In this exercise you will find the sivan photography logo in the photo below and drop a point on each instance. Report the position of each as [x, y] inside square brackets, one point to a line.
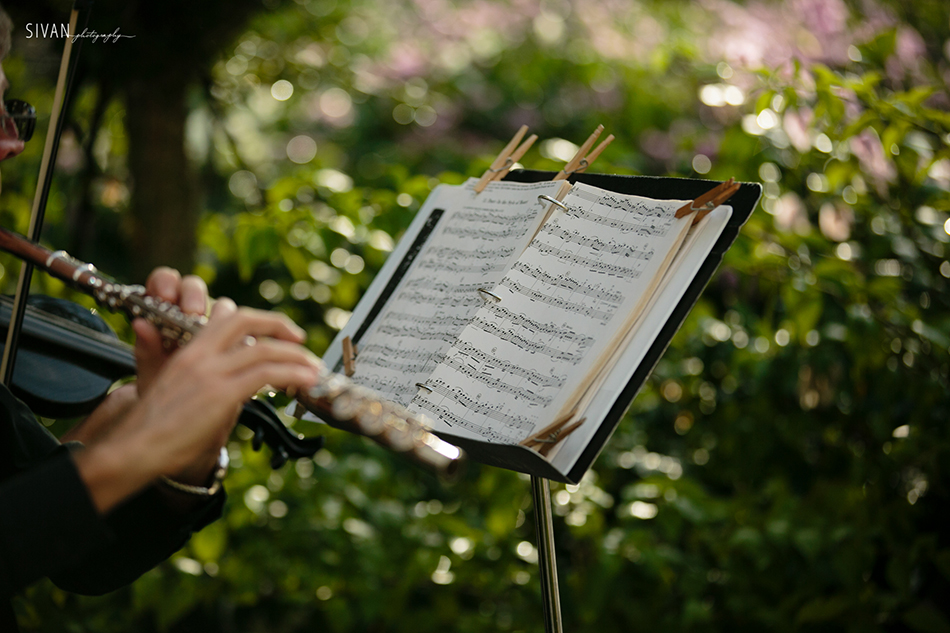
[42, 30]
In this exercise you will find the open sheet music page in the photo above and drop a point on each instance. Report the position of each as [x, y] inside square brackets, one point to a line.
[477, 238]
[696, 248]
[565, 304]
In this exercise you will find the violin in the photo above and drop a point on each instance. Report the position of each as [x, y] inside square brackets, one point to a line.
[69, 357]
[336, 399]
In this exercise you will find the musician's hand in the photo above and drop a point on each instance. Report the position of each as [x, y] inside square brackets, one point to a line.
[191, 405]
[106, 417]
[189, 293]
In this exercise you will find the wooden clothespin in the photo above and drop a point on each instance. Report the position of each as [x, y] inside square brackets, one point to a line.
[506, 159]
[548, 437]
[582, 160]
[349, 356]
[709, 200]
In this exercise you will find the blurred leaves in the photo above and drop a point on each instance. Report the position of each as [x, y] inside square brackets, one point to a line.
[785, 465]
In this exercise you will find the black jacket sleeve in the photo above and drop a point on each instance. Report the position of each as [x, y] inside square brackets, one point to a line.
[49, 526]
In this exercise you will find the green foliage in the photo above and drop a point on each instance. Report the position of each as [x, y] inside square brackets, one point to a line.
[785, 466]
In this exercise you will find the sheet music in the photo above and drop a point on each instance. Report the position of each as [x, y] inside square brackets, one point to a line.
[477, 239]
[565, 304]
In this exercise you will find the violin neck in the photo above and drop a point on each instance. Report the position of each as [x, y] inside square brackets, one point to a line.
[337, 400]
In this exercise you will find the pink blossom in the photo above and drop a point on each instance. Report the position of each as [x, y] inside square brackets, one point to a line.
[867, 147]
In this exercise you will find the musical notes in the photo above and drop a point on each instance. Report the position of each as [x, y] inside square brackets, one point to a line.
[563, 305]
[476, 241]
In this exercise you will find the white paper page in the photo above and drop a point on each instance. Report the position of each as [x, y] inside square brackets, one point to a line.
[695, 250]
[477, 239]
[564, 304]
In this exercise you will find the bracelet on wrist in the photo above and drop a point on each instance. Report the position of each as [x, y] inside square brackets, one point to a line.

===============

**Exercise details:** From the entries above, output every line exactly and omit any image.

**Answer to this task:**
In this exercise you will find the sivan photography logo in the photo below and drop a point on each instance. Report the position of each as [x, y] inside square brackets, one point to a line.
[42, 30]
In this exercise you will find the open sheet music page in the photo above and drop a point on each instance. Report the position of each as [x, y] inside square brackets, one point to a line.
[477, 238]
[696, 248]
[565, 304]
In this exercise you will find the violin in the photo above and drop a point on each instance. Report the position of each as [x, y] inside square brackets, one point to a line.
[69, 357]
[336, 399]
In this exercise you will find the musician's hand in the photo above and drop a point on each instance. Report the position of each as [x, y] inside square brackets, one point to a line.
[191, 405]
[106, 417]
[189, 293]
In this exercise you will find the wooden clothespin in the photo above and drop a point on each instance. Report the position of each as [x, y] inside square brackets, one point to a line.
[506, 159]
[548, 437]
[582, 160]
[349, 356]
[709, 200]
In this exercise you will find the blurred leaves in the photo above and drop a point on each instance. Report the position of each as [x, y] inside square brackets, one point to a line.
[785, 465]
In this exercise you will find the black jacket sleeve in the photo above and drop a point on each instance. Report the position of each as [x, y] inside square brackets, one point to a line.
[49, 526]
In this exercise you will find the green foliage in the photo above and drop a point on each instance. Report the position of each as [x, y] inside square brackets, one point to a line.
[785, 466]
In this exercise you will find the sheet music in the photo above and drop a point on each instance. Report the position of each as [x, y] inside square brackets, one point to a line.
[477, 239]
[565, 304]
In this exercise you will find the violin neck in the photo above and drop a point on each instance. Report the position of each as [x, y] inside square brackets, one point to a line.
[337, 400]
In this exercise you will find the pink blossom in the photo above and drop a point on each instance. Report the position of each as [x, y] inside square brackets, one point to a line.
[867, 147]
In this exercise you will find the musical notes in the photo above and drop a point on each instance. Report the position of each as [x, y] inside square brackets, one point to a line.
[563, 305]
[476, 241]
In this exercise you will find the white paper page in the photo above and drop a point on each instance. Report the position of each as [x, y] inside square brackets, one point to a line.
[695, 250]
[477, 239]
[564, 304]
In this exercise you will find the bracelet on wrist in the photo above and drop a point on each instance. Report the position of each as [x, y] inside square brackets, one point to a line.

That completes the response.